## The exercise
Put the part of the listing from the line with "Where can the green shrub" to the line with "Where can the tree", both lines included, into a Markdown table with the columns Row and Line. Number each line in the Row column and leave out any blank lines.

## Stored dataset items
* Start *

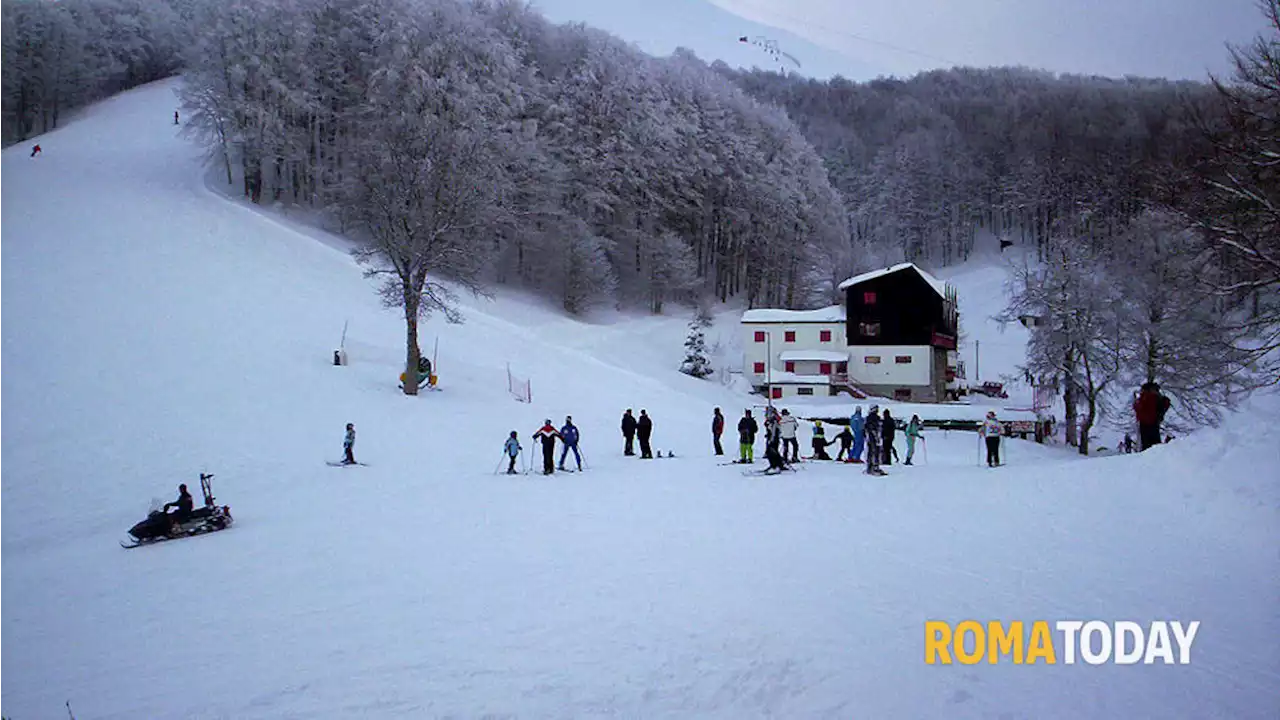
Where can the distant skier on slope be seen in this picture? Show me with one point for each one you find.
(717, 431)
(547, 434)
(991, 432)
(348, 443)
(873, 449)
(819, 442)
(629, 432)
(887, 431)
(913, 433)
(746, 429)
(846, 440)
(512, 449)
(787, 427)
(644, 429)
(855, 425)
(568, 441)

* End *
* Start *

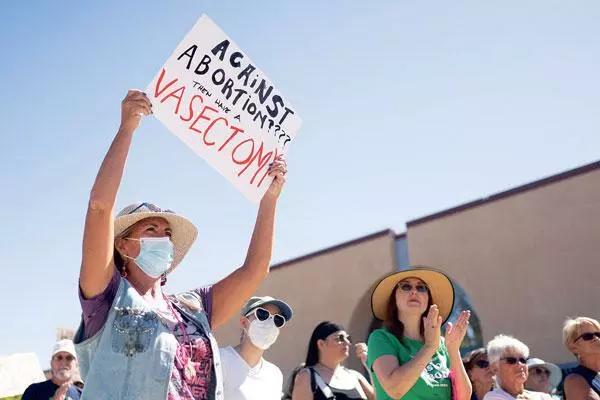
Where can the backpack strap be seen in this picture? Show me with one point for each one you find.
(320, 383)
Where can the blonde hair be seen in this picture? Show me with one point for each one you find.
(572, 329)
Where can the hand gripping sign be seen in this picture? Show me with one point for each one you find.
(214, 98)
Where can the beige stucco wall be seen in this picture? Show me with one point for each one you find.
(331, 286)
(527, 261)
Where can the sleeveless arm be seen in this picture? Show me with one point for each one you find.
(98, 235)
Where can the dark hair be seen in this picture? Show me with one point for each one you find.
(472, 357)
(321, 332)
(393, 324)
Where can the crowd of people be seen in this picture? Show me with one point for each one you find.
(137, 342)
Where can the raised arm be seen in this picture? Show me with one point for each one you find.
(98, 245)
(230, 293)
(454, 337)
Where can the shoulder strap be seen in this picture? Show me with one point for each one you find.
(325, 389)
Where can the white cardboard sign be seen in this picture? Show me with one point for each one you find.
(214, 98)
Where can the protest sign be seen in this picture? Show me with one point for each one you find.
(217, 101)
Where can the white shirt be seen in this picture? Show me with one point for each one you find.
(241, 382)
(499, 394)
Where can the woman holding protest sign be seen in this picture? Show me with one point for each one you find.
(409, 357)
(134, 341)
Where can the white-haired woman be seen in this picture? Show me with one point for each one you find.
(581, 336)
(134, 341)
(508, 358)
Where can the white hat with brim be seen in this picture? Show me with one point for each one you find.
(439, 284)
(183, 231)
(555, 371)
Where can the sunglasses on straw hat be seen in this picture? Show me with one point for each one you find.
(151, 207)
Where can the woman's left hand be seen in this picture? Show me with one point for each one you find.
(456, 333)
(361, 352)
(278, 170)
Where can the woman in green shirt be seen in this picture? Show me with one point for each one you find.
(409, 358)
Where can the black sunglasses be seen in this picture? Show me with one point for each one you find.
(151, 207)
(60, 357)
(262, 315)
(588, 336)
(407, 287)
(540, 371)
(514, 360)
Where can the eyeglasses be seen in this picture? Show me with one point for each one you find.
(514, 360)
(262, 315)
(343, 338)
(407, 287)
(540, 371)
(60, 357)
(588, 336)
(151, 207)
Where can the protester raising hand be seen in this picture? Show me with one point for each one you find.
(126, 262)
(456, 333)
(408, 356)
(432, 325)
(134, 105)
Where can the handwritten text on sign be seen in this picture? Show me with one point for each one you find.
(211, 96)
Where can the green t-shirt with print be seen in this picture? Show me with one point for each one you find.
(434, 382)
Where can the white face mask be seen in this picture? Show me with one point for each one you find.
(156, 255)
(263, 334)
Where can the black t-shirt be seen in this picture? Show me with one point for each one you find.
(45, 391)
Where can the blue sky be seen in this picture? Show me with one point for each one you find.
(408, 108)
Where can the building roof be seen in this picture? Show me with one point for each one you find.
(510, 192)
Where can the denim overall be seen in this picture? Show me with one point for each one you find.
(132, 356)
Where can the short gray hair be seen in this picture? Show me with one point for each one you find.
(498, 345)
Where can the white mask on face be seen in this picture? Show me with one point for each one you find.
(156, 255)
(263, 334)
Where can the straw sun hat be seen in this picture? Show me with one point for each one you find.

* End *
* Start *

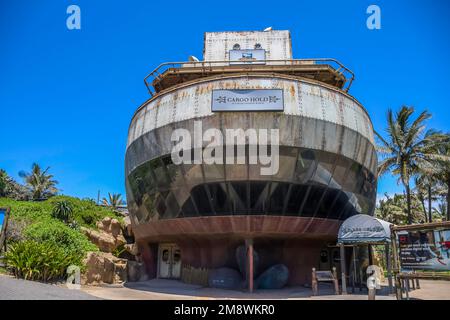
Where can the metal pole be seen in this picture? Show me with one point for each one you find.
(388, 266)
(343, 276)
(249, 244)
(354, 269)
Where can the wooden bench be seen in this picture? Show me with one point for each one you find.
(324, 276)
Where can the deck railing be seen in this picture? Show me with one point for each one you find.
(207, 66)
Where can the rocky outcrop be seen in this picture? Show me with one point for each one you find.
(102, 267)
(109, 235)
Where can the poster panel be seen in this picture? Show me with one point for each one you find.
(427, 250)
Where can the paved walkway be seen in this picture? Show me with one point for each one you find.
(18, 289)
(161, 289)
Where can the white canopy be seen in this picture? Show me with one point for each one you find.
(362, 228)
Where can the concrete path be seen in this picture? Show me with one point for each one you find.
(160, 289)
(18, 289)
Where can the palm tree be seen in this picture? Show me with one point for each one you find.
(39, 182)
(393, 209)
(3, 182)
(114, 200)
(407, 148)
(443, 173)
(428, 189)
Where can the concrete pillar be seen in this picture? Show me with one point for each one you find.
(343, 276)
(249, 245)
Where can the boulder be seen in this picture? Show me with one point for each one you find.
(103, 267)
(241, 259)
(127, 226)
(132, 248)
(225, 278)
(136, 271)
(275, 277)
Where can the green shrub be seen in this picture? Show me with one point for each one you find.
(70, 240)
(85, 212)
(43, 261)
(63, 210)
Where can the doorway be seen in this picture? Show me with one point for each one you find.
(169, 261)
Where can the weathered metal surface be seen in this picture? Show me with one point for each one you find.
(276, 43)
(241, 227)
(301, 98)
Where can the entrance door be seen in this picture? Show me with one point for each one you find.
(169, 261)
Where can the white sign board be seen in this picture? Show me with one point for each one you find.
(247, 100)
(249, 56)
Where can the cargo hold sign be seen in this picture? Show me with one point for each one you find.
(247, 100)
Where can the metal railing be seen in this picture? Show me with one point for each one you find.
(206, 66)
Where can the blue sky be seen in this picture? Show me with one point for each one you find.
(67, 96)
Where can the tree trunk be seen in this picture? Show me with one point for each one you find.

* End *

## Answer to this problem
| Row | Line |
|---|---|
| 1 | Where can the green shrub be seen in this picture? Show me with one point for each one you find. |
| 2 | (70, 240) |
| 3 | (85, 212) |
| 4 | (43, 261) |
| 5 | (63, 210) |
| 6 | Where can the doorway be seen in this picture? Show me with one point for each one you find. |
| 7 | (169, 261) |
| 8 | Where can the weathered metal surface be seen in this picture? Show me with one point for each one you find. |
| 9 | (276, 43) |
| 10 | (241, 227) |
| 11 | (301, 98) |
| 12 | Where can the entrance door be seen in this picture? Show me with one point for each one you find. |
| 13 | (169, 261) |
| 14 | Where can the white sign board be seen in this picture? Show me with one point for each one you find. |
| 15 | (247, 100) |
| 16 | (249, 56) |
| 17 | Where can the cargo hold sign be seen in this picture? Show me with one point for each one you find. |
| 18 | (247, 100) |
| 19 | Where can the metal railing be seen in this picture? Show me with one point for each one you find. |
| 20 | (206, 66) |
| 21 | Where can the blue sky be seen in this picture? Show me with one point for each one you find. |
| 22 | (67, 96) |
| 23 | Where can the tree trunk be seen in this picture? Show me with one point for each one you find. |